#### SUPPLIED INFORMATION ####

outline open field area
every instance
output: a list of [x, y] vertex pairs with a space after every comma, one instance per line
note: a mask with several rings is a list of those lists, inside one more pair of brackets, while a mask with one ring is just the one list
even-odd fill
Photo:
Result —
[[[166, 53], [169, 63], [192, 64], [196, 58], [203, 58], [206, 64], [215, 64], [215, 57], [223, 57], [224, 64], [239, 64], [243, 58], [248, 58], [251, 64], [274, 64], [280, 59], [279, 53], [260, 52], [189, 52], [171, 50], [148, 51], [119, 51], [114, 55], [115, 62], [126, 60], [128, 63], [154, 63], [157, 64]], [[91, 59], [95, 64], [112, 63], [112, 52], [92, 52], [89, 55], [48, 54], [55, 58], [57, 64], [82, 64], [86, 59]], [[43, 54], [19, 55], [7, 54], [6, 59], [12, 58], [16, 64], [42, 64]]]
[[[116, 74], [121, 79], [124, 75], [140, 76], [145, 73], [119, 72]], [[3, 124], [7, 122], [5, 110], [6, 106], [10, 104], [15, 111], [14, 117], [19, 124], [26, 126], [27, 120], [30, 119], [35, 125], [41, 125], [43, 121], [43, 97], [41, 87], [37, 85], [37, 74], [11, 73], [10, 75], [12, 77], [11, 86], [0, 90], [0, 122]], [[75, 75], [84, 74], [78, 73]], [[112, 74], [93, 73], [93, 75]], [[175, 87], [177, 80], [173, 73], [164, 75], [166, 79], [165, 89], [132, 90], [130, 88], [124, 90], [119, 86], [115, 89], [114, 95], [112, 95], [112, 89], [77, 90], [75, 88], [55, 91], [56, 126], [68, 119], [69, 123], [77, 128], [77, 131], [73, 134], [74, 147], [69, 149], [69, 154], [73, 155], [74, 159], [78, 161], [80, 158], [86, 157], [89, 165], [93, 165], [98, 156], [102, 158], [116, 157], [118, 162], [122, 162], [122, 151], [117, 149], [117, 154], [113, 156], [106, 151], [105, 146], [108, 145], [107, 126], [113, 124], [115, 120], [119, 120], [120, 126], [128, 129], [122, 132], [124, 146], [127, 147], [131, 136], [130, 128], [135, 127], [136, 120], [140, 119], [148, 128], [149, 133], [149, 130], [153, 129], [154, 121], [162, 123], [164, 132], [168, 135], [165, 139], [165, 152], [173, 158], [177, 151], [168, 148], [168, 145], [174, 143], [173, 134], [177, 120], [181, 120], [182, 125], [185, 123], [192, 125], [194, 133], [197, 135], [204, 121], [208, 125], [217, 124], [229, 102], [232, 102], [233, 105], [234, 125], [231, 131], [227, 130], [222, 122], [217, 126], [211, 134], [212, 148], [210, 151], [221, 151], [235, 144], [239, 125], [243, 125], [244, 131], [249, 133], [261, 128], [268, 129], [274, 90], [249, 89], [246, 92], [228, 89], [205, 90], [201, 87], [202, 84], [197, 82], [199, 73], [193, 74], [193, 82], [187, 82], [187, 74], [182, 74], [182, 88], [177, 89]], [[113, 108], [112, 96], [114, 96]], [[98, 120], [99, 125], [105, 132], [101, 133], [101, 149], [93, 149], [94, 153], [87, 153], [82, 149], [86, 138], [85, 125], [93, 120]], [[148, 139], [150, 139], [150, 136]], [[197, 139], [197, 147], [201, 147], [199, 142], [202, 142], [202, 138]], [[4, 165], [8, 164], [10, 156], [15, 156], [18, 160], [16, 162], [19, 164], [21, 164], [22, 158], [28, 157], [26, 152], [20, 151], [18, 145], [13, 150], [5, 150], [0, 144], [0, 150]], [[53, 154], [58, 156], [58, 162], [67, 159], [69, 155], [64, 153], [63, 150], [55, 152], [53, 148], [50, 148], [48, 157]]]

####
#### SUPPLIED INFORMATION ####

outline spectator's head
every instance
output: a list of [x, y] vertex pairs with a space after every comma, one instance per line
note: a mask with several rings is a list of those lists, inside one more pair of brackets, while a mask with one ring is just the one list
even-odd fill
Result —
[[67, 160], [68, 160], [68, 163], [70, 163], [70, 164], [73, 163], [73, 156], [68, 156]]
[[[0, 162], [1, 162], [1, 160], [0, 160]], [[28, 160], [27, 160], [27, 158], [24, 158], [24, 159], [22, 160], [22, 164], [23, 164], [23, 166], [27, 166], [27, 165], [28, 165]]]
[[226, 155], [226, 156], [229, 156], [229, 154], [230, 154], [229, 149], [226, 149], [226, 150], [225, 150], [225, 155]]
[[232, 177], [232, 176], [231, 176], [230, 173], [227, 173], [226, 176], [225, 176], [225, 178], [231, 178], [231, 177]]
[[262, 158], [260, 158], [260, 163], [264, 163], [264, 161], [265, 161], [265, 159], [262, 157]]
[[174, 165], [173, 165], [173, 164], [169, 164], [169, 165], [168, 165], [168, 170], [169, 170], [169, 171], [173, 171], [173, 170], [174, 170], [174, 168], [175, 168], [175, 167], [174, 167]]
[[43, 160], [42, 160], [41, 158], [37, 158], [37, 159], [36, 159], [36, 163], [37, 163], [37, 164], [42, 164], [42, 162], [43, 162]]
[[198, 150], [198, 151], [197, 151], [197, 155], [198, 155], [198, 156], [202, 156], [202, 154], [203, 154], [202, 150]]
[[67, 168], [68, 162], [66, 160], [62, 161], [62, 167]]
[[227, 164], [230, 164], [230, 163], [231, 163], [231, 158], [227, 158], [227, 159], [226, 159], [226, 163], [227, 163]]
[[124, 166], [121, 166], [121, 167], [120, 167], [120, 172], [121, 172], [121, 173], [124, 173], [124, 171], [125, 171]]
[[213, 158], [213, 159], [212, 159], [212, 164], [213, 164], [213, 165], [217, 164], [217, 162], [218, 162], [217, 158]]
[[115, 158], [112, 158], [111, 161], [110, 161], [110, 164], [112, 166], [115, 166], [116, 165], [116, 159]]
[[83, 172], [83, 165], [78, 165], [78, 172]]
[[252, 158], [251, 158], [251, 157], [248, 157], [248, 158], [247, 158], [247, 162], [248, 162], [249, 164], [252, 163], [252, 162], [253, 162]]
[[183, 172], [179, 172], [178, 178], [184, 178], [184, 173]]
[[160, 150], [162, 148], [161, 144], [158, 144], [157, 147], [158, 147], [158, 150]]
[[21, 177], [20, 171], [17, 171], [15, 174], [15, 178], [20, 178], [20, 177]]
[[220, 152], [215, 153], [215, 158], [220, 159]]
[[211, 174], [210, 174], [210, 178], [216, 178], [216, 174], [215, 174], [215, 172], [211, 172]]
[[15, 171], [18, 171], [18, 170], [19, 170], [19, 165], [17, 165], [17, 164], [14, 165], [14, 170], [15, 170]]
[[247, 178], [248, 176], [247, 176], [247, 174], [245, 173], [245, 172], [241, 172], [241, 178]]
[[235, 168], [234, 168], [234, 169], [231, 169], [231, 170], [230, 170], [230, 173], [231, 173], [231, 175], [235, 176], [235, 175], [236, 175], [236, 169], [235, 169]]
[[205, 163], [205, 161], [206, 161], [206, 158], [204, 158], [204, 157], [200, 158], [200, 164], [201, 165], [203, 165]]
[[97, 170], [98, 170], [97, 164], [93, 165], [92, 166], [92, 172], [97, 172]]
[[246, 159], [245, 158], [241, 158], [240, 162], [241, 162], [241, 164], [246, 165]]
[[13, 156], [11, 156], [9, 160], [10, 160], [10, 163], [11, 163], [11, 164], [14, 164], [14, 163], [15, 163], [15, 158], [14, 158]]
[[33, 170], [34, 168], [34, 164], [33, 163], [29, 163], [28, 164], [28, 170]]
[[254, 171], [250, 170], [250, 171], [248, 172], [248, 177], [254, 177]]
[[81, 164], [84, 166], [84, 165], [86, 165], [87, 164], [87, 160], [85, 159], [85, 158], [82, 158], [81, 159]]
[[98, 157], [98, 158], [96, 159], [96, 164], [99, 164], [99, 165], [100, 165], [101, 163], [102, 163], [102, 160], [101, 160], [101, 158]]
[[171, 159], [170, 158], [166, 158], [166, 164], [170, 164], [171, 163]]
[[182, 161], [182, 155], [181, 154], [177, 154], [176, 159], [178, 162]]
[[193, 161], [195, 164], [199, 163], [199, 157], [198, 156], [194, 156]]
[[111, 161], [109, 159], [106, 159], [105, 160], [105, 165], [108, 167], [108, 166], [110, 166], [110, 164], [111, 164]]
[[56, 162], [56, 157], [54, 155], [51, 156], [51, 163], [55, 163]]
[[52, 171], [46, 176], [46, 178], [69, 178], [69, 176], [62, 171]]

####

WHAT IS EXPECTED:
Copy out word for word everything in the records from the line containing "outline open field area" down to the line containing "64], [42, 64]]]", including both of those lines.

REPLY:
outline open field area
every instance
output: a list of [x, y] vertex pairs with a space after every comma, one instance per line
note: a mask with several rings is a list of those lists, inside one more pair of brackets, while a mask with one ring is just the one list
even-odd fill
Photo:
Result —
[[[166, 53], [169, 63], [192, 64], [196, 58], [203, 58], [206, 64], [215, 64], [215, 57], [223, 57], [224, 64], [239, 64], [243, 58], [248, 58], [251, 64], [274, 64], [280, 59], [279, 53], [260, 52], [189, 52], [171, 50], [148, 51], [119, 51], [114, 55], [115, 62], [126, 60], [128, 63], [154, 63], [157, 64]], [[91, 59], [95, 64], [112, 63], [112, 52], [92, 52], [89, 55], [48, 54], [55, 58], [57, 64], [82, 64], [86, 59]], [[43, 54], [19, 55], [7, 54], [6, 59], [12, 58], [16, 64], [42, 64]]]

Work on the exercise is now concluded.